Document section:

===

/terraform-aws-eks-auth

A Terraform module to manage cluster authentication (aws-auth) for an Elastic Kubernetes (EKS) cluster on AWS.

Primary LanguageHCLApache License 2.0Apache-2.0

Pre-Commit cookiecutter-tf-module StandWithUkraine

terraform-aws-eks-auth

A Terraform module to manage cluster authentication for an Elastic Kubernetes (EKS) cluster on AWS.

Assumptions

Usage

The map_roles, map_users, and map_accounts will be merged with the managed node group and fargate profile roles and added to the aws-auth configmap.

module "eks" {
  source = "terraform-aws-modules/eks/aws"
  # insert the 15 required variables here
}

module "eks_auth" {
  source = "aidanmelen/eks-auth/aws"
  eks    = module.eks

  map_roles = [
    {
      rolearn  = "arn:aws:iam::66666666666:role/role1"
      username = "role1"
      groups   = ["system:masters"]
    },
  ]

  map_users = [
    {
      userarn  = "arn:aws:iam::66666666666:user/user1"
      username = "user1"
      groups   = ["system:masters"]
    },
    {
      userarn  = "arn:aws:iam::66666666666:user/user2"
      username = "user2"
      groups   = ["system:masters"]
    },
  ]

  map_accounts = [
    "777777777777",
    "888888888888",
  ]
}

Please see the complete example for more information.

Requirements

Name Version
terraform >= 0.13.1
http >= 2.4.1
kubectl >= 1.13.1

Providers

Name Version
http >= 2.4.1
kubectl >= 1.13.1

Modules

No modules.

===

Data drawn from a collection
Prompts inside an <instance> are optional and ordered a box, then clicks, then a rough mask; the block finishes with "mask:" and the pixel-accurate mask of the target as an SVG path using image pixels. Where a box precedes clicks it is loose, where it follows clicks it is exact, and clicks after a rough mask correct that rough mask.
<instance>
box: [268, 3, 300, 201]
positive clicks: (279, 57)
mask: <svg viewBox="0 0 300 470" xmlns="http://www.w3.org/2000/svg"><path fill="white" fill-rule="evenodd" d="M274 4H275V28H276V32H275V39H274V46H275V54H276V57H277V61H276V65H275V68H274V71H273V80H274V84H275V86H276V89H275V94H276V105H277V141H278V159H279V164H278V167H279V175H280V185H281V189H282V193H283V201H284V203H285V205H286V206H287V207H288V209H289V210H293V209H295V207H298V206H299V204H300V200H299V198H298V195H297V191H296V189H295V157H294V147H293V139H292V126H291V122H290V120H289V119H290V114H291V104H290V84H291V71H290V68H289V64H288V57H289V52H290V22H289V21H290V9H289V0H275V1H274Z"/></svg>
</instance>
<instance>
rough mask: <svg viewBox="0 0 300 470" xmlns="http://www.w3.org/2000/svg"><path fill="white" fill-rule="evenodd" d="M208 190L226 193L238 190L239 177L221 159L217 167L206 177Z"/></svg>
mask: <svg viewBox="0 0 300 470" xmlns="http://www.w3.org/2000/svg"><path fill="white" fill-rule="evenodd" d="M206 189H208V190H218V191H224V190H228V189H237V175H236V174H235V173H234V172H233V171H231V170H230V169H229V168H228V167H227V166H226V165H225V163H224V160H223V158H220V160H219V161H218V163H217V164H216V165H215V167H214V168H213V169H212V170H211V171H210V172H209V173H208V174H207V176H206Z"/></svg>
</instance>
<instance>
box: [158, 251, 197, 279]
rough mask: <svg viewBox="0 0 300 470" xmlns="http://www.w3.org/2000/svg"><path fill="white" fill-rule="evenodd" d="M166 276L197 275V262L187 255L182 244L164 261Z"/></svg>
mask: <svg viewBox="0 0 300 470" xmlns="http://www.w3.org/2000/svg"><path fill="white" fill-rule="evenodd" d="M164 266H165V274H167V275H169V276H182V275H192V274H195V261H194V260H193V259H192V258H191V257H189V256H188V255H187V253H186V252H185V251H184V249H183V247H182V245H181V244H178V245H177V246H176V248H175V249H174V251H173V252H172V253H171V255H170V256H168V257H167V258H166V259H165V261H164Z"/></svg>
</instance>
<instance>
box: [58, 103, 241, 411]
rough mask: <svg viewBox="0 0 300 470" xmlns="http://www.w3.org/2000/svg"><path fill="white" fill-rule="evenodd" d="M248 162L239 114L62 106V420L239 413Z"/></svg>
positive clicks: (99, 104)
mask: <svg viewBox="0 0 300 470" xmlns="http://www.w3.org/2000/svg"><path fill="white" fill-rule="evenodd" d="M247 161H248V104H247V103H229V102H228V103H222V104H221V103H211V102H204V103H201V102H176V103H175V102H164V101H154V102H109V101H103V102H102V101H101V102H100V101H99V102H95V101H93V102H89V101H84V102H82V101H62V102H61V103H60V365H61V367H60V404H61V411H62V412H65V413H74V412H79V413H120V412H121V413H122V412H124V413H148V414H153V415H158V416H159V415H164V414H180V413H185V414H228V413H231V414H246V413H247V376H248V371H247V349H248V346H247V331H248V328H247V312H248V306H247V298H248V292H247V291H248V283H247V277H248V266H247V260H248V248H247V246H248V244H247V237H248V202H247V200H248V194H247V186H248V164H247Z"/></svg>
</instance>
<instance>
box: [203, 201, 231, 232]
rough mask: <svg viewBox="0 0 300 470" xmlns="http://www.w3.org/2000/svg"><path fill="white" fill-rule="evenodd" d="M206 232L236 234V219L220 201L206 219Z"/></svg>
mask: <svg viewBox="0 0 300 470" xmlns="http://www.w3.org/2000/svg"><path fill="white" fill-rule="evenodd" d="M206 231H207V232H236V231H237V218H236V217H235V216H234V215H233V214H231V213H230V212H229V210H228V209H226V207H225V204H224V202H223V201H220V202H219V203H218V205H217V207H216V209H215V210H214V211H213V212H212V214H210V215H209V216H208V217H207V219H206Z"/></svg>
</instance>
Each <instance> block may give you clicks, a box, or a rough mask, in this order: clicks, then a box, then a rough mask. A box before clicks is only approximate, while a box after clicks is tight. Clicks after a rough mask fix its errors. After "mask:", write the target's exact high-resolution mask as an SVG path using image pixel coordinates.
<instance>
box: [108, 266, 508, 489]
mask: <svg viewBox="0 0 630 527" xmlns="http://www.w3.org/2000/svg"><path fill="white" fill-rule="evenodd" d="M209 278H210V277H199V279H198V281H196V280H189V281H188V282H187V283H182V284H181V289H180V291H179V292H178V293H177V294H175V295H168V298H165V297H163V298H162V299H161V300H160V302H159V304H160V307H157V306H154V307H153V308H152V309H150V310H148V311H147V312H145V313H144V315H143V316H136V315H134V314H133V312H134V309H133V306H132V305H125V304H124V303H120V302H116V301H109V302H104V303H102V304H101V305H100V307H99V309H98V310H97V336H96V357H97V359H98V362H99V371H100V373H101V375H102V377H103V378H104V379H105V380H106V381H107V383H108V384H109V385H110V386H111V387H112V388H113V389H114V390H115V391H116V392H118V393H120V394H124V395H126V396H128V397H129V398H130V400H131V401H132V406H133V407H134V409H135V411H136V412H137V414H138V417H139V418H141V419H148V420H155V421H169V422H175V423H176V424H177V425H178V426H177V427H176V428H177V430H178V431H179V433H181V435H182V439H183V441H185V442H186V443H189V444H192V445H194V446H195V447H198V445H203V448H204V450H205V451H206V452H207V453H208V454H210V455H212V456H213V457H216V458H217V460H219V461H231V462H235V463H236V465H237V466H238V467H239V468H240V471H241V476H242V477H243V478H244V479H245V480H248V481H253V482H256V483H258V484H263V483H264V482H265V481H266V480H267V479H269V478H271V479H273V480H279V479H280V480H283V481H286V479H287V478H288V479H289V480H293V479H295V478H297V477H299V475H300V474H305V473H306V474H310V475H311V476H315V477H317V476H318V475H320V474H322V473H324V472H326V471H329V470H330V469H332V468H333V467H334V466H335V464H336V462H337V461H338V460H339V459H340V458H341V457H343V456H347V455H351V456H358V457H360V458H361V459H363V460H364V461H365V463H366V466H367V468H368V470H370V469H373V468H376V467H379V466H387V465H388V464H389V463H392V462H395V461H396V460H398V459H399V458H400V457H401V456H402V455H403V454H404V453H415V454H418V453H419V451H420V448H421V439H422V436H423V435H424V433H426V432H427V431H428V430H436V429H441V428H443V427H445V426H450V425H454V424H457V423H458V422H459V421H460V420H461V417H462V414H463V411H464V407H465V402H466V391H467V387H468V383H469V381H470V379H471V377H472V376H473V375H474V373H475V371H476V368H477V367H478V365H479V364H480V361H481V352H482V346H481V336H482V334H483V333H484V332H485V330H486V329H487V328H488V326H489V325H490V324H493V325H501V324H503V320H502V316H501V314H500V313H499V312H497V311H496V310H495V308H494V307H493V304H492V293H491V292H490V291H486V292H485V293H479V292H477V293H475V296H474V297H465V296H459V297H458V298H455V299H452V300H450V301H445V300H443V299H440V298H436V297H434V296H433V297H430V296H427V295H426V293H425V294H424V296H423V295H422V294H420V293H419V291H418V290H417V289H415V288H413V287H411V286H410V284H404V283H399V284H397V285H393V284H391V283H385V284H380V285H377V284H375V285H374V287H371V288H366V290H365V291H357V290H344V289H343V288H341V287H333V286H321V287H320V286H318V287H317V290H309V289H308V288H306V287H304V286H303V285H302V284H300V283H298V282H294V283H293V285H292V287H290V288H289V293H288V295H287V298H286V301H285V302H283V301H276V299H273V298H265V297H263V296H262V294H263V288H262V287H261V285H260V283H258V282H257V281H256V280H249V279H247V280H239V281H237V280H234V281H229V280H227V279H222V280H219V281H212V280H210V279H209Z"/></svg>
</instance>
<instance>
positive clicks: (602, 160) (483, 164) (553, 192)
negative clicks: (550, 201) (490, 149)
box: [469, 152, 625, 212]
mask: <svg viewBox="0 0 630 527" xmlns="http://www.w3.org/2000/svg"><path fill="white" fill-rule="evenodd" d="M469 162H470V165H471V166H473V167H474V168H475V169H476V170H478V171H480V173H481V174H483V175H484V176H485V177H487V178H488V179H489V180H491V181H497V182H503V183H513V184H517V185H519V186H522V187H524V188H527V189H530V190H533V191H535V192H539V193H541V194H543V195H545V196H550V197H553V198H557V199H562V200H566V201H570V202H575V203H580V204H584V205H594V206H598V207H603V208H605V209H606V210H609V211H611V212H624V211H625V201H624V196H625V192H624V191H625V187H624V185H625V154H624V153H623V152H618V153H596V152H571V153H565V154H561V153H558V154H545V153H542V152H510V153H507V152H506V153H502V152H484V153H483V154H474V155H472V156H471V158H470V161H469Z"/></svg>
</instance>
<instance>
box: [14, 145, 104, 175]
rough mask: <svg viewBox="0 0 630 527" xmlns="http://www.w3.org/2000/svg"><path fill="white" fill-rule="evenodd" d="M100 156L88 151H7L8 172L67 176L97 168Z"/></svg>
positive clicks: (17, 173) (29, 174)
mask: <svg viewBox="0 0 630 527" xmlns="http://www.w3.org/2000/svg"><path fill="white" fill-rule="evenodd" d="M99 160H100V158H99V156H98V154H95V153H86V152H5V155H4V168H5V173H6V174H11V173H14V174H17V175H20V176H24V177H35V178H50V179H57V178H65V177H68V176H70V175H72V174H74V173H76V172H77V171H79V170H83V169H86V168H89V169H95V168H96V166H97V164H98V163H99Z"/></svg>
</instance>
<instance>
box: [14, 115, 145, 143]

===

Questions:
1. In the EKS authentication module README, rewrite the paragraph beginning "The map_roles, map_users, and map_accounts" as a short bulleted list that keeps its main facts.
2. Answer these questions using the EKS authentication module README:
(a) Under which license is the module released?
(b) What is the minimum Terraform version listed under Requirements?
(c) How many account IDs are given in the map_accounts part of the usage code?
3. Continue the EKS authentication module README from its last line.

Answers given:
1.
- Inputs: map_roles, map_users, and map_accounts
- These are merged with the managed node group and Fargate profile roles
- The result is added to the aws-auth configmap

2.
(a) Apache License 2.0
(b) 0.13.1
(c) Two

3.
Resources

Name Type
kubectl_manifest.aws_auth resource
http_http.wait_for_cluster data source

Inputs

Name Description Type Default Required
eks The outputs from the terraform-aws-modules/terraform-aws-eks module. any n/a yes
map_accounts Additional AWS account numbers to add to the aws-auth configmap. list(string) [] no
map_roles Additional IAM roles to add to the aws-auth configmap. 
list(object({
    rolearn  = string
    username = string
    groups   = list(string)
  }))
 [] no
map_users Additional IAM users to add to the aws-auth configmap. 
list(object({
    userarn  = string
    username = string
    groups   = list(string)
  }))
 [] no
wait_for_cluster_timeout A timeout (in seconds) to wait for cluster to be available. number 300 no

Outputs

Name Description
aws_auth_configmap_yaml Formatted yaml output for aws-auth configmap.
map_accounts The aws-auth map accounts.
map_roles The aws-auth map roles merged with the eks managed node group, self managed node groups and fargate profile roles.
map_users The aws-auth map users.

License

Apache 2 Licensed. See LICENSE for full details.